Document =>
Best: Light Meat without Skin
Light meat turkey, such as the breast, is lower in calories, fat, and cholesterol than dark meat. A 4-ounce portion can have 140 calories. Still, there's no need to stress if you love dark meat. A more important factor is whether you eat the skin. Skip it to save on fat and calories.
Yellow, Dijon, and brown mustard are good choices to add flavor to your turkey as long as they are plain and aren’t creamy varieties.
Worst: Canned Cranberry Sauce
Canned cranberry sauce is a lot like jam; it has a bit of what used to be fruit and a whole lot of sugar. A half-cup serving of cranberry sauce has 56 grams of sugar, which is more than the maximum goal for two days. By the way, dried cranberries tend to be just as bad or worse, since they’re usually sweetened and have just as much added sugar.
Best: Unsweetened Cranberry Sauce
Cranberries are among the world’s healthiest foods, and you can make nutritious cranberry sauce at home without being a chef. Purchase fresh or frozen cranberries and add water or orange juice. Bring them to a boil, simmer them, and watch them turn into sauce as you stir. Add a pear before cooking to sweeten them, or use a bit of natural sweetener. Don’t forget that it’s okay to embrace their natural bitterness and flavor without overpowering them with sugar.
Worst: Prepared Creamy Salad
Do yourself a favor and don't add a mayo-laden salad to an already big meal. Waldorf salad, broccoli and bacon salad, and layered salads just add additional calories and fat.
Best: Green Salad
Serve or bring a green salad with dressing on the side. Start with a base of kale, spinach, arugula, lettuce, or mixed greens, and then make it your own. Here are some ideas.
Something sweet, such as pomegranate seeds and sliced apples or pears
Something crunchy, such as pecans, pumpkin seeds, or walnuts
Raw or cooked shaved brussels sprouts or cooked cubes of butternut squash
Sliced mushrooms and grape tomato halves
A small amount of strong cheese, such as shaved parmesan or crumbled blue cheese
Worst: Candied Yams
Candied yams and sweet potato casserole with butter and honey, marshmallows, or sugar are like having dessert with your main course. One scoop can have 400 calories.
Best: Baked Sweet Potatoes
There’s no need to add excessive fat and sugar when yams and sweet potatoes are naturally creamy and sweet. Just slice or julienne them and bake them in the oven with a spritz of olive oil or cooking spray. If you like, you can add herbs such as rosemary, or drizzle a bit of orange juice to add oomph.

Stored rows =>
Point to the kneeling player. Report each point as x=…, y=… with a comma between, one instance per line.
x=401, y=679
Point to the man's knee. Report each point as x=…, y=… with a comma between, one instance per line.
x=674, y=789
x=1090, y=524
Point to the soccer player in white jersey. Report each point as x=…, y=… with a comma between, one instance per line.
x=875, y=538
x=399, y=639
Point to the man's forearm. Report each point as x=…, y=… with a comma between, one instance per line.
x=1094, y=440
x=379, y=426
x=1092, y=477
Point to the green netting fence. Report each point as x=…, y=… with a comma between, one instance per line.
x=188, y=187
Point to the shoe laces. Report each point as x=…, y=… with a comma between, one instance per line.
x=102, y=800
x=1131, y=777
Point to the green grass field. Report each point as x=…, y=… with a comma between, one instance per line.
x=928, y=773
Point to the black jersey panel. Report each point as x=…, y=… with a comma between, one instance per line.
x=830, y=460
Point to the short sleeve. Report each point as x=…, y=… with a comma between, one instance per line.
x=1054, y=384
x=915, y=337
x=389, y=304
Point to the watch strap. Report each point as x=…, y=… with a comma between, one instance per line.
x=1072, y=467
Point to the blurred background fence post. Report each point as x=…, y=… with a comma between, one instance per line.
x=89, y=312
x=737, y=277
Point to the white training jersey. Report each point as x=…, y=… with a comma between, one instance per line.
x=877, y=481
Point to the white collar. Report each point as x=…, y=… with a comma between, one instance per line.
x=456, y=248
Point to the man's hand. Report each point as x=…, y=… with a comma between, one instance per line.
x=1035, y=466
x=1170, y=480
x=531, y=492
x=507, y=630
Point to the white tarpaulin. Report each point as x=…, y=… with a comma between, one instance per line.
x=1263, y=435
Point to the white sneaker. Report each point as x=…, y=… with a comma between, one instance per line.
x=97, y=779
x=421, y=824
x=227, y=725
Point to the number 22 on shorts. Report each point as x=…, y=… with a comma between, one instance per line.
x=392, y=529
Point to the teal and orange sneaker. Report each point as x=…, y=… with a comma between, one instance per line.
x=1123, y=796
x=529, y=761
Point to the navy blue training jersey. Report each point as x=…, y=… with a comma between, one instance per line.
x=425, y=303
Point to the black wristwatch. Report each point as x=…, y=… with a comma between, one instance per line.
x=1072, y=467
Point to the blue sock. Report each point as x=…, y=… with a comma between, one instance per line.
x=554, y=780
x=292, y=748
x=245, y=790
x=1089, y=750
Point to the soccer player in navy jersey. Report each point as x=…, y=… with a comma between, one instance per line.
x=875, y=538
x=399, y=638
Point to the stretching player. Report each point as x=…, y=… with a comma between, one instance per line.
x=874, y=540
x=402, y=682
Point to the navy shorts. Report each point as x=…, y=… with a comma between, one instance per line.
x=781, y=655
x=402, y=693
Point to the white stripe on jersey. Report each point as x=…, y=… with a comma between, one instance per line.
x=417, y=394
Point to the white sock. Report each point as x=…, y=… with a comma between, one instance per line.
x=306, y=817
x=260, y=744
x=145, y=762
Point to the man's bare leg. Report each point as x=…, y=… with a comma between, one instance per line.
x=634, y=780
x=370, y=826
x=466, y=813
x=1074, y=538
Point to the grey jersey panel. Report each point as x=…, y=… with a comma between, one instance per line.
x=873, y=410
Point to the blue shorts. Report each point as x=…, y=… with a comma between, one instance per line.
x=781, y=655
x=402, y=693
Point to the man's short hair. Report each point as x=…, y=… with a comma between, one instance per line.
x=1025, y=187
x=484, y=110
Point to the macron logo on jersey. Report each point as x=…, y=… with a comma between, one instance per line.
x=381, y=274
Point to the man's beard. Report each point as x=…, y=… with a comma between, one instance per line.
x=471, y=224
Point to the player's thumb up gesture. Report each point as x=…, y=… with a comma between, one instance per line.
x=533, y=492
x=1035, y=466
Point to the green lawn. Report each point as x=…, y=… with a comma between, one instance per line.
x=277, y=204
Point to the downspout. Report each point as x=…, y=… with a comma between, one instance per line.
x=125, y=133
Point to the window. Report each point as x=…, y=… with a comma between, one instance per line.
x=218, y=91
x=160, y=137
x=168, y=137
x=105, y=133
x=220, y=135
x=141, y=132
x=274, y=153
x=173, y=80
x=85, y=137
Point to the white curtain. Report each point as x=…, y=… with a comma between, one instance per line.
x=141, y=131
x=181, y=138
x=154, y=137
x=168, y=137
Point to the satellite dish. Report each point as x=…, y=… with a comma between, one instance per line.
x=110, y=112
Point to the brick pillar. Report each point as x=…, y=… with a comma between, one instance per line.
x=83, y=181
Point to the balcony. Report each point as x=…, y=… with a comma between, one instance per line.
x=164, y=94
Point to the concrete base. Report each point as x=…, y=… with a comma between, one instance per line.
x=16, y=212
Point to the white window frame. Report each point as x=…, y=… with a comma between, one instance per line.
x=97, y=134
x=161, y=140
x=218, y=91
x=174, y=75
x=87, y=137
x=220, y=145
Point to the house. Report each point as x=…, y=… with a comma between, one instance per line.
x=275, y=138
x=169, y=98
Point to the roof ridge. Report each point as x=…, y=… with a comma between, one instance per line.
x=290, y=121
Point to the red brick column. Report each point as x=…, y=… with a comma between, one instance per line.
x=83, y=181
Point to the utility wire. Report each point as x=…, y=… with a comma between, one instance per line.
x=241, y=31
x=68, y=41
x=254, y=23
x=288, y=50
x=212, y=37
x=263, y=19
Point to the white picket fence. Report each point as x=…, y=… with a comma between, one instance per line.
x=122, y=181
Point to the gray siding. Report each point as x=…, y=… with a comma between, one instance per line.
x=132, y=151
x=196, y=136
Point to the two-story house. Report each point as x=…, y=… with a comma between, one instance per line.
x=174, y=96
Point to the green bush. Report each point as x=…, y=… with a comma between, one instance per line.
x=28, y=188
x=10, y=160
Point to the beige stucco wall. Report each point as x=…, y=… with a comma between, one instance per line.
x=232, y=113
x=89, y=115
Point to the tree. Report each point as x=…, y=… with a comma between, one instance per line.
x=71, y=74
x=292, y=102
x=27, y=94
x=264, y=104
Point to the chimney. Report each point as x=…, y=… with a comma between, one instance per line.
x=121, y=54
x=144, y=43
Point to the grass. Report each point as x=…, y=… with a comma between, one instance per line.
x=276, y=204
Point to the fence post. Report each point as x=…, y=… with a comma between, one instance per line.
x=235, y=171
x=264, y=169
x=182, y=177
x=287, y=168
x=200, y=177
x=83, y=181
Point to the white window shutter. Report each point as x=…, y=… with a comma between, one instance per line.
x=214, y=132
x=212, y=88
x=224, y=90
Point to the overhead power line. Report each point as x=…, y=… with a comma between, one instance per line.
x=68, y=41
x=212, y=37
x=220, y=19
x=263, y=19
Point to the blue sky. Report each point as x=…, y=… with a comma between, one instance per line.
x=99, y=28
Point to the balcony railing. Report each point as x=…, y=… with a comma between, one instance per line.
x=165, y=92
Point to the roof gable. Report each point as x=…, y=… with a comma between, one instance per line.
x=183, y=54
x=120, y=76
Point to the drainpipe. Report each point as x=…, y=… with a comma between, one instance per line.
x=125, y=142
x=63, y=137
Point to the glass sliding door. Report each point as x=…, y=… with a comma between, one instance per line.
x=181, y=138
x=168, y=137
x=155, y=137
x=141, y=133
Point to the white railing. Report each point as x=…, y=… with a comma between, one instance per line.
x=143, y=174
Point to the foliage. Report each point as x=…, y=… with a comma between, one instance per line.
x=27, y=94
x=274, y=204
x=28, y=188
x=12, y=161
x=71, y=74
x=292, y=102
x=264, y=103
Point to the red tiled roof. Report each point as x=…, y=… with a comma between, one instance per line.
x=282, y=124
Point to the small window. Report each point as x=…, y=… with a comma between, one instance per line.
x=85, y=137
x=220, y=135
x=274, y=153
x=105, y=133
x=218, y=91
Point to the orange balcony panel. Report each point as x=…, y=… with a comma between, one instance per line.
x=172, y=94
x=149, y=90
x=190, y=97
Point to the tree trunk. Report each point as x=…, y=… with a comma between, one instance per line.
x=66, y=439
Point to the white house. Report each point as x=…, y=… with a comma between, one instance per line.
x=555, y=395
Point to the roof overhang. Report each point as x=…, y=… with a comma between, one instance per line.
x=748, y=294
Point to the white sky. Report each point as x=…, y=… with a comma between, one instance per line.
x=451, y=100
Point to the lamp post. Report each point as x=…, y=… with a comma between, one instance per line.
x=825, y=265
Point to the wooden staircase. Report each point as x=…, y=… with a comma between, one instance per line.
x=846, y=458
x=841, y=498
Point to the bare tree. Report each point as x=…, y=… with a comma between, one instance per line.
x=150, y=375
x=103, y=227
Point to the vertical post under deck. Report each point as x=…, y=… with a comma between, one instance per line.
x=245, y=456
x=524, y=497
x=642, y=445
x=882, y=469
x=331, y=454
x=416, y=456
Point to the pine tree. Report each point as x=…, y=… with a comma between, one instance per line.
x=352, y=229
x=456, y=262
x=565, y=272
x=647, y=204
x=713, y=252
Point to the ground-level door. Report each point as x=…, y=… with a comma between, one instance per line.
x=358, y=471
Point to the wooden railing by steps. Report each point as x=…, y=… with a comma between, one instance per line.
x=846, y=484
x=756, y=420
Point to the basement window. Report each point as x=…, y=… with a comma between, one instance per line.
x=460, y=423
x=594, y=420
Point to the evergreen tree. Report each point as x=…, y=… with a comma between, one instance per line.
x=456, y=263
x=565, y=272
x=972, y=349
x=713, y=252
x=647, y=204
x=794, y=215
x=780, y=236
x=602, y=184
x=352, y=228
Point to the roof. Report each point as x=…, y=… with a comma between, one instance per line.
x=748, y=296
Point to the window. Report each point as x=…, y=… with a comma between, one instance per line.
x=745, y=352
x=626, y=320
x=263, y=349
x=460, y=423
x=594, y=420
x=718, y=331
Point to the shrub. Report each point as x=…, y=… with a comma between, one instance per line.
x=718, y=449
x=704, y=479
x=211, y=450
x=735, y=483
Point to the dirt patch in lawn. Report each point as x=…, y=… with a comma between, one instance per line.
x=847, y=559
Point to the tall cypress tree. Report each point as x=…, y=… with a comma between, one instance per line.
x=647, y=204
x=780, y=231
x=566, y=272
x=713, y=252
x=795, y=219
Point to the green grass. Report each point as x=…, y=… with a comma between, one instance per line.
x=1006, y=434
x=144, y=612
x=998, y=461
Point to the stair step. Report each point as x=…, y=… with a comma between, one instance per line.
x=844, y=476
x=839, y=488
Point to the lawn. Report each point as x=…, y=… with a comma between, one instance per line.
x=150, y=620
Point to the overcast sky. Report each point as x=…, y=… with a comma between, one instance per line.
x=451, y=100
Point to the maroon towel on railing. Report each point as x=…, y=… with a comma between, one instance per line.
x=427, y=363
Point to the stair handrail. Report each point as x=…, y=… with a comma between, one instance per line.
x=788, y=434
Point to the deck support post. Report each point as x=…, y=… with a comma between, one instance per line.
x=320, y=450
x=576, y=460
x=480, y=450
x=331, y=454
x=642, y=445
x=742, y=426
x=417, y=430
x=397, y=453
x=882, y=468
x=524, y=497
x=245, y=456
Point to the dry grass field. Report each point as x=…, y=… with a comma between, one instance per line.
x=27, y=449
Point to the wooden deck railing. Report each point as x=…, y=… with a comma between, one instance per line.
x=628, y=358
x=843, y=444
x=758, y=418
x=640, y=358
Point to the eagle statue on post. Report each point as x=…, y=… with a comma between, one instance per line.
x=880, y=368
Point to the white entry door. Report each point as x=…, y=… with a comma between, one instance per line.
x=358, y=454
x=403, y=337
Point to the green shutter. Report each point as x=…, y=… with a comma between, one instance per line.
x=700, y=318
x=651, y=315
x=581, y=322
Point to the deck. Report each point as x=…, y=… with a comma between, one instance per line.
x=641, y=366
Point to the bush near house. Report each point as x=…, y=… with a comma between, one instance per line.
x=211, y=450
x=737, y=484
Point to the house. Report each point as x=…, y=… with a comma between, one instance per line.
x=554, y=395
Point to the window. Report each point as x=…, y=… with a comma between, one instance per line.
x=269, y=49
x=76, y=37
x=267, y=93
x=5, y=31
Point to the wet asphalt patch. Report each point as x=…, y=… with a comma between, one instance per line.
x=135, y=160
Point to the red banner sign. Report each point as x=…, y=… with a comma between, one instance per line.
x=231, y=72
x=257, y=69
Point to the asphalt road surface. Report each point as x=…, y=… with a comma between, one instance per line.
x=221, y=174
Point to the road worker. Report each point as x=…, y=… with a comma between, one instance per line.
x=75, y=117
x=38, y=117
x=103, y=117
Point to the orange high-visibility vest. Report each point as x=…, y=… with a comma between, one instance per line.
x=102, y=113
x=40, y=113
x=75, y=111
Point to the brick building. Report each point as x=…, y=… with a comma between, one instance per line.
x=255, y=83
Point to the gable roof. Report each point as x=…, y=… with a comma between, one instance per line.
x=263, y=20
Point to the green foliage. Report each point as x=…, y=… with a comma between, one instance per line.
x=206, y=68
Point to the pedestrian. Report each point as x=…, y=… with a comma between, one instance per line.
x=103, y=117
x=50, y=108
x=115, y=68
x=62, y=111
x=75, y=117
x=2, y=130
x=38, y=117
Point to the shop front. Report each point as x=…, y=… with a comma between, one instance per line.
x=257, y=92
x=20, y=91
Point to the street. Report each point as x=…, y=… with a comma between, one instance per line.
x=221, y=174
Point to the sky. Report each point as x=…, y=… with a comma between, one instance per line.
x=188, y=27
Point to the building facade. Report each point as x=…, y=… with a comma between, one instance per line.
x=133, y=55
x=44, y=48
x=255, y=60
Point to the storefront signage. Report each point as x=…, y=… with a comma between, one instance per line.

Task instructions =>
Repeat word for word the passage of the food-choices text above that begins at "Best: Unsweetened Cranberry" and stops after "are some ideas.".

Answer in full =>
Best: Unsweetened Cranberry Sauce
Cranberries are among the world’s healthiest foods, and you can make nutritious cranberry sauce at home without being a chef. Purchase fresh or frozen cranberries and add water or orange juice. Bring them to a boil, simmer them, and watch them turn into sauce as you stir. Add a pear before cooking to sweeten them, or use a bit of natural sweetener. Don’t forget that it’s okay to embrace their natural bitterness and flavor without overpowering them with sugar.
Worst: Prepared Creamy Salad
Do yourself a favor and don't add a mayo-laden salad to an already big meal. Waldorf salad, broccoli and bacon salad, and layered salads just add additional calories and fat.
Best: Green Salad
Serve or bring a green salad with dressing on the side. Start with a base of kale, spinach, arugula, lettuce, or mixed greens, and then make it your own. Here are some ideas.